- AVAILABLE RECORDS
※ ※ ※

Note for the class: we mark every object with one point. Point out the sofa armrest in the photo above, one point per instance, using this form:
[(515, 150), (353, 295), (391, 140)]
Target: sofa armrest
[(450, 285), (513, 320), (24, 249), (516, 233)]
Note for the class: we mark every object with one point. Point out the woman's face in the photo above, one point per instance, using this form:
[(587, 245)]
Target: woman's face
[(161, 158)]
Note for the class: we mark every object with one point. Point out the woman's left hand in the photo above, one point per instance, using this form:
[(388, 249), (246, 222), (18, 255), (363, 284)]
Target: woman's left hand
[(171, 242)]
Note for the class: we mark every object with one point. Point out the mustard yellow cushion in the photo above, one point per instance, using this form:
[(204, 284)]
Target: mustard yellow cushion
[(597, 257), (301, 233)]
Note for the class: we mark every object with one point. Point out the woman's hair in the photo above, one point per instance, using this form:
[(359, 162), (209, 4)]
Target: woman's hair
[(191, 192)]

※ ※ ※

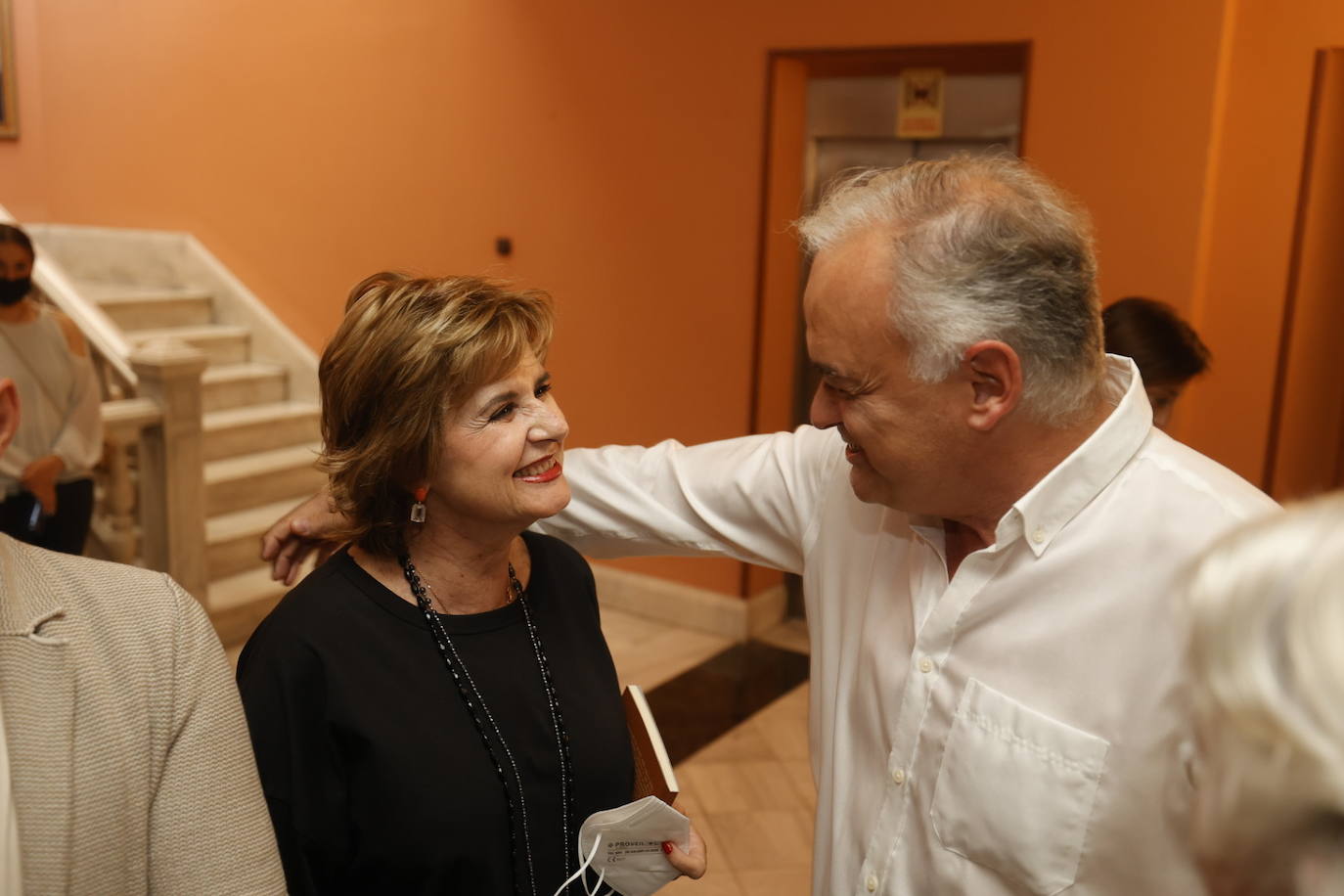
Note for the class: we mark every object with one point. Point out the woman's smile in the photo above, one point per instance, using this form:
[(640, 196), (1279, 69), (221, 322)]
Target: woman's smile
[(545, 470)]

※ ※ ※

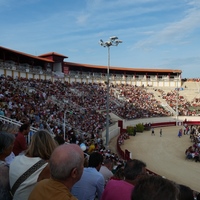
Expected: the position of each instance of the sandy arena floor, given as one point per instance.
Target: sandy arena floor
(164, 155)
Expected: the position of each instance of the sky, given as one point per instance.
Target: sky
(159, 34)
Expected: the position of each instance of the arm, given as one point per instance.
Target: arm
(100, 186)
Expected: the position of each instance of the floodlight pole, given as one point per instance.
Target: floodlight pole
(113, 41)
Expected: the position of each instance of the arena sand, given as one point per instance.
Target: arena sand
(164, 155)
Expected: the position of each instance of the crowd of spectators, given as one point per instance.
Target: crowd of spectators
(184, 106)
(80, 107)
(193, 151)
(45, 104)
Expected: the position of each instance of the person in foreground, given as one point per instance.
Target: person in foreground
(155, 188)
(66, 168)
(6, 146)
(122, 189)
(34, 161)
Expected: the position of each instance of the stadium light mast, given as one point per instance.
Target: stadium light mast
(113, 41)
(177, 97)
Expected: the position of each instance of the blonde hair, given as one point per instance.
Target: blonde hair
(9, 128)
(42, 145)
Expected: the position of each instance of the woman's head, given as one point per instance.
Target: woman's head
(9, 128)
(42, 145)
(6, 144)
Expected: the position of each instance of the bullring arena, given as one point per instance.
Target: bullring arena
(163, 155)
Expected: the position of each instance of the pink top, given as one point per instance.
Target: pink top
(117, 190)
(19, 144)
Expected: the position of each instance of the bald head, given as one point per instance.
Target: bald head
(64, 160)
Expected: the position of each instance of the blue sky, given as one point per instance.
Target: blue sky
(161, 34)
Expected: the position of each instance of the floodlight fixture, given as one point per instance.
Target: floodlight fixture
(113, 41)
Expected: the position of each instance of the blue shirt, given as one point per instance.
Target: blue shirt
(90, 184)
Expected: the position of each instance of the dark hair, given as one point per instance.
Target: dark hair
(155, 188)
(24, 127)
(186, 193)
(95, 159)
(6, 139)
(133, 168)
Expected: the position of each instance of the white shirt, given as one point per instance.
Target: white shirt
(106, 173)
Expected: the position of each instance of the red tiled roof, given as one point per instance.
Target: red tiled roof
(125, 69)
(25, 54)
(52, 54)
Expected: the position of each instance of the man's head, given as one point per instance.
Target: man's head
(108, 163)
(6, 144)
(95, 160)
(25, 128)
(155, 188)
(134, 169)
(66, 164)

※ ※ ※

- AIM OF THE EXERCISE
In the listing above, locate the line containing "out the sofa" and the line containing "[(388, 249), (246, 222), (18, 255), (363, 284)]". Transcribe those two lines and everything between them, exactly as written.

- EXERCISE OUTPUT
Note for the class: we mark every object with one point. Point out the sofa armrest in the photo above, one point per instance, using this form:
[(515, 150), (353, 295), (391, 140)]
Target: sofa armrest
[(450, 285), (513, 320), (24, 249), (516, 233)]
Note for the class: we mark every object with one point. Point out the woman's face in the photo above, one point per instance, using this form:
[(587, 245)]
Target: woman's face
[(161, 158)]
Note for the class: we mark every object with one point. Point out the woman's left hand in the photo above, one point per instance, using this form:
[(388, 249), (246, 222), (18, 255), (363, 284)]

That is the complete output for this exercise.